Il est 20 h 30 vendredi 18 novembre. Nous sommes dans un village de l’Ouest à la rencontre de M.H. Cette mère de famille est dans tous ses états. Et l’on comprend avec les autres membres de la famille que ce n’est pas la première fois qu’elle vit une telle situation. Sa fille de 18 ans n’est toujours pas rentrée. Cela fait plusieurs mois qu’elle est absente de la maison la nuit. 

M.H. pensait au début qu’elle avait un petit ami. Elle est cependant tombée des nues en apprenant que sa fille se drogue. « Je ne sais pas comment et quand elle a commencé ni avec qui. Mo zis kone a ki pwin mo leker mama fer mal akoz sa sitiasion-la. Mo nepli anvi viv momem… » pleure-t-elle. 

Elle relate, toujours en larmes, que sa fille lui vole de l’argent dans son porte-monnaie et ne se contrôle plus. « Elle n’écoute personne et si j’ose la rappeler à l’ordre, elle se montre très violente. »

::::::

TRAVAIL DEMANDÉ »
A) Indiquez si chacune des affirmations suivantes concorde avec le récit sur la mère de famille, en répondant par oui ou non et en citant les mots décisifs du texte : (i) la fille de M.H. a 18 ans ; (ii) M.H. a d'abord cru que sa fille avait un petit ami ; (iii) M.H. sait avec qui sa fille a commencé à se droguer.
B) Poursuivez le récit sur la mère de famille après sa dernière phrase.

DONNÉES FOURNIES »
::::::

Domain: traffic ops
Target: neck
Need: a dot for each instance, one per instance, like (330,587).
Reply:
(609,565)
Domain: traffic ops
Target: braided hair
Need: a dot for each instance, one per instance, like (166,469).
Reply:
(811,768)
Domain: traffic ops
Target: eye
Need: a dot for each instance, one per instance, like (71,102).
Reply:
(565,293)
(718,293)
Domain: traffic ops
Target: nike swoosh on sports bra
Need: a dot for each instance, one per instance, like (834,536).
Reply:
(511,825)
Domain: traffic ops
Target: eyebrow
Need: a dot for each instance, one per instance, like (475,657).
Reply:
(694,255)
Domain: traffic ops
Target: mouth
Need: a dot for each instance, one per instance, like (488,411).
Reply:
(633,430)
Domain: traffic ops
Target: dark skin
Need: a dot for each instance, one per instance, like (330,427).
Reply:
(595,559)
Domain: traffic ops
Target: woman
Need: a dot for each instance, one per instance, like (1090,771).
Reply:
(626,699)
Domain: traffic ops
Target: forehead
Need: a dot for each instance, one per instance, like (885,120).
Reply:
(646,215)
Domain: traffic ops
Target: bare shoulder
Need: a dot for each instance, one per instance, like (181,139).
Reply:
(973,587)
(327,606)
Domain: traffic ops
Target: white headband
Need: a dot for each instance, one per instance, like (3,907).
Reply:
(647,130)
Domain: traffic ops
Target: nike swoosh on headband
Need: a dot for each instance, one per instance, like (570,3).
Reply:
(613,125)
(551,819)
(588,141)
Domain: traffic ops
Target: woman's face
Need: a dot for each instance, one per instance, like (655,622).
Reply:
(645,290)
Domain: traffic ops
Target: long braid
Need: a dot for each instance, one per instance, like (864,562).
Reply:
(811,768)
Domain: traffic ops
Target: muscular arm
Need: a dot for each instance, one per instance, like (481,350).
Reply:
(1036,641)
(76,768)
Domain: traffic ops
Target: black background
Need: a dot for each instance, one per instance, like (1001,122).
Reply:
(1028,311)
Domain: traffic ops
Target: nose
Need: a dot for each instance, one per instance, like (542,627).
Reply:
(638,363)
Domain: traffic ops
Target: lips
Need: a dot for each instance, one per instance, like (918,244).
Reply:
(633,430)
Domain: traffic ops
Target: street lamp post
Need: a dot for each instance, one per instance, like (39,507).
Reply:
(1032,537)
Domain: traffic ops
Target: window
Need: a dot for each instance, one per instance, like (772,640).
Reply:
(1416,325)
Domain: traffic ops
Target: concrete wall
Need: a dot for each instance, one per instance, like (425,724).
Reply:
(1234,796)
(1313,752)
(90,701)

::::::

ENSEMBLE DES RÉPONSES »
A)
(i) Oui : « Sa fille de 18 ans n’est toujours pas rentrée. »
(ii) Oui : « M.H. pensait au début qu’elle avait un petit ami. »
(iii) Non : « Je ne sais pas comment et quand elle a commencé ni avec qui. »

B)
Cette triste situation se répète aussi chez d’autres familles. H.K., mère de quatre enfants, raconte que c’est d’abord son compagnon qui se droguait. « Mo ti pe zis get li apre monn anvi konpran ki ena ladan ek monn tomb dan piez-la mwa osi. » Elle dit vouloir en sortir mais n’est pas encore prête à faire le premier pas. 

Pour beaucoup de familles, le combat n’est pas gagné. Le manque de soutien, d’informations, de ressources fait qu’elles ne peuvent pas venir en aide à leurs proches. 

« Nous ne savons pas quoi faire, nous sommes impuissants. Ki solision ena, dir nou? »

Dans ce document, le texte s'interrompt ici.